Work to complete >> Copy the material below word for word, omitting the pictures.

Provided data >>

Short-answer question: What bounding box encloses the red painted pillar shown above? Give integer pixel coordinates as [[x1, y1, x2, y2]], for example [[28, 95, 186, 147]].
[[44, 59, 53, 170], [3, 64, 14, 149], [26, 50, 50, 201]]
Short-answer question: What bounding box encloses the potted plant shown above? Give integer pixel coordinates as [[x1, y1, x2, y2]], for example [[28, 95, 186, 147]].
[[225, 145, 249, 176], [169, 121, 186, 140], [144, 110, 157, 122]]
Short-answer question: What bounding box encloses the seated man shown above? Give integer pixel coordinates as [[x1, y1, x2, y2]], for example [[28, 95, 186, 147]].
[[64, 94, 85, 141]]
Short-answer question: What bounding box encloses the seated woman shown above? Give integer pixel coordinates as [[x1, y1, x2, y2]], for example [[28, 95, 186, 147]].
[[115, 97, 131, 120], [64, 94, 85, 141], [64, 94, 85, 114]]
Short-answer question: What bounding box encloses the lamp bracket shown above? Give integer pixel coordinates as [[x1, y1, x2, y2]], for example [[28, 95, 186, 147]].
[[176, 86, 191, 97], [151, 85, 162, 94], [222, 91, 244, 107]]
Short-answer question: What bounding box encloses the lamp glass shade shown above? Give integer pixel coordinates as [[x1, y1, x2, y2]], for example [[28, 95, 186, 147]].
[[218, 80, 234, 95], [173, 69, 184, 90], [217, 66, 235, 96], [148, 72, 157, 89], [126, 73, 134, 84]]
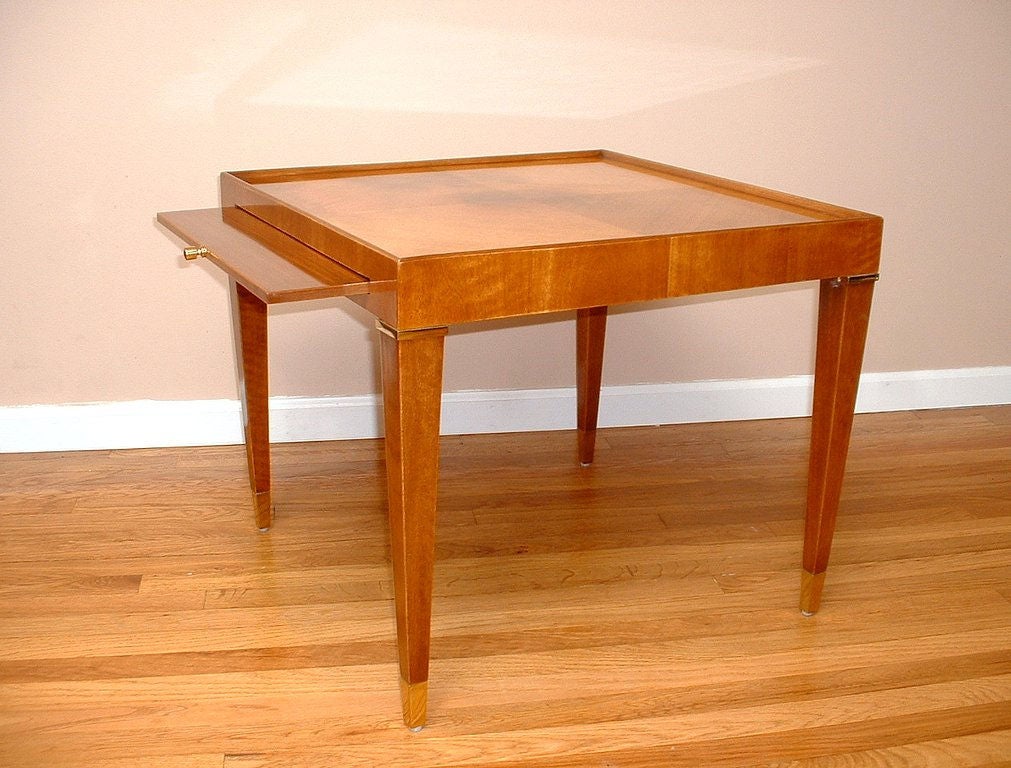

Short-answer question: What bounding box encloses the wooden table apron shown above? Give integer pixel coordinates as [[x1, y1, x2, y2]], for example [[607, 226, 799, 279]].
[[153, 151, 882, 728]]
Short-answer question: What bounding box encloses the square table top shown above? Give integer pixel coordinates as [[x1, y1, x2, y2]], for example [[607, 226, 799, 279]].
[[160, 150, 882, 329], [225, 151, 865, 260]]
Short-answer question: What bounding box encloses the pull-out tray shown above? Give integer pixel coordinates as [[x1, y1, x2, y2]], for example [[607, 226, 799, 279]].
[[158, 208, 393, 304]]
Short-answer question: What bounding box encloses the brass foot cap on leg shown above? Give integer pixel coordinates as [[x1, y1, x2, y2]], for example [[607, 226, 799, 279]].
[[801, 571, 825, 616], [400, 677, 429, 732]]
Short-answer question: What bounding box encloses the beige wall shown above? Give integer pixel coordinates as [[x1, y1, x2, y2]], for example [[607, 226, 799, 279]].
[[0, 0, 1011, 405]]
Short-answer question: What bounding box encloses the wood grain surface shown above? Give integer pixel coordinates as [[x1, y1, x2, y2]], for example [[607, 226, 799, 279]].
[[0, 406, 1011, 768]]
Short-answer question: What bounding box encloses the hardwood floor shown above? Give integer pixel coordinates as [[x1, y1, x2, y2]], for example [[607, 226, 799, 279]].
[[0, 406, 1011, 768]]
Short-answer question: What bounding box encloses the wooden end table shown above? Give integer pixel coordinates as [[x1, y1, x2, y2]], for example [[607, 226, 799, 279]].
[[158, 151, 883, 729]]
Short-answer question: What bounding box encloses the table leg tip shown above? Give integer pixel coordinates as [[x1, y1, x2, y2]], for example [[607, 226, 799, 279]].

Written answer >>
Short-answer question: What bounding box encloses the red painted pillar shown above? Give integer pixel coordinates as [[x1, y1, x2, y2]], for example [[28, 95, 186, 147]].
[[44, 59, 53, 170], [3, 64, 14, 149], [26, 50, 50, 201]]
Short-answer question: What bounding box encloses the potted plant shown above? Give integer pixel coordinates as [[x1, y1, x2, y2]], for example [[28, 95, 186, 147]].
[[225, 145, 249, 176], [169, 121, 186, 140], [144, 110, 157, 122]]
Short-answer question: What bounding box encloses the seated man shown above? Give integer pixel coordinates as [[x1, y1, x2, y2]], for example [[28, 95, 186, 147]].
[[64, 94, 85, 141]]
Short-answer question: What bounding box encloses the seated woman shown above? Give integer pixel coordinates as [[x1, y1, x2, y2]], for example [[28, 95, 186, 147]].
[[115, 97, 131, 120], [64, 94, 85, 141], [64, 94, 85, 114]]
Short-answer question: What bounding box encloses the lamp bracket shown above? Give integer pixel coordinates as [[x1, y1, x2, y2]], for example [[28, 95, 186, 147]].
[[176, 86, 191, 97], [151, 85, 162, 94], [222, 91, 244, 107]]
Short-answer question: What bounding box encloses the lamp glass shade shown above? Give integer pixel coordinates as [[x1, y1, x2, y2]], for example [[28, 95, 186, 147]].
[[218, 80, 234, 95], [173, 69, 184, 90], [217, 66, 235, 96], [148, 72, 157, 89], [126, 73, 134, 84]]

Short-answer question: What bounding box encloses the wooden table apron shown above? Give integer pixel coordinates as [[x1, y1, x2, y2]], for example [[607, 226, 799, 279]].
[[153, 151, 882, 728]]
Short-answer question: What bounding box encloses the square table top shown above? Give integer pixel coordinates as [[x1, y1, x2, y2]], for example [[607, 226, 799, 279]].
[[160, 150, 882, 329], [225, 151, 865, 260]]
Short-answer question: What bounding box encloses the pull-out tray shown above? Give integer pixel coordinates as [[x1, y1, x2, y2]], for example [[607, 226, 799, 279]].
[[158, 208, 393, 304]]
Short-answer question: What bounding box encloses the brass foot cap on leg shown above? Give integer pixel coordinates as [[x1, y1, x2, y2]], for example [[607, 226, 799, 279]].
[[801, 571, 825, 616], [400, 677, 429, 732]]
Short-answer question: What bounding box encloses the beige wall shown above? Give integer pixel coordinates as [[x1, y1, x2, y2]], for example [[607, 226, 799, 279]].
[[0, 0, 1011, 405]]
Short-answer question: What bounding box encloses the wood grain surface shown above? Give integer pixel coordinates as [[x1, y1, x2, y2]], for example [[607, 226, 799, 279]].
[[0, 406, 1011, 768]]
Short-answer question: What bounding box encloses the hardwood floor shown above? Give integer pixel coordinates as [[x1, y1, x2, y2]], for example [[607, 226, 799, 279]].
[[0, 406, 1011, 768]]
Short-answer question: What bounding box encloses the wooden end table shown above? Give integer pixel coordinates as [[x1, y1, x2, y2]], for example [[607, 226, 799, 279]].
[[158, 151, 883, 729]]
Short-answer question: What bounding box encloses the table leg tip shown above? Give integer pixel coordinates as [[x1, y1, x2, y2]], for example [[607, 226, 799, 279]].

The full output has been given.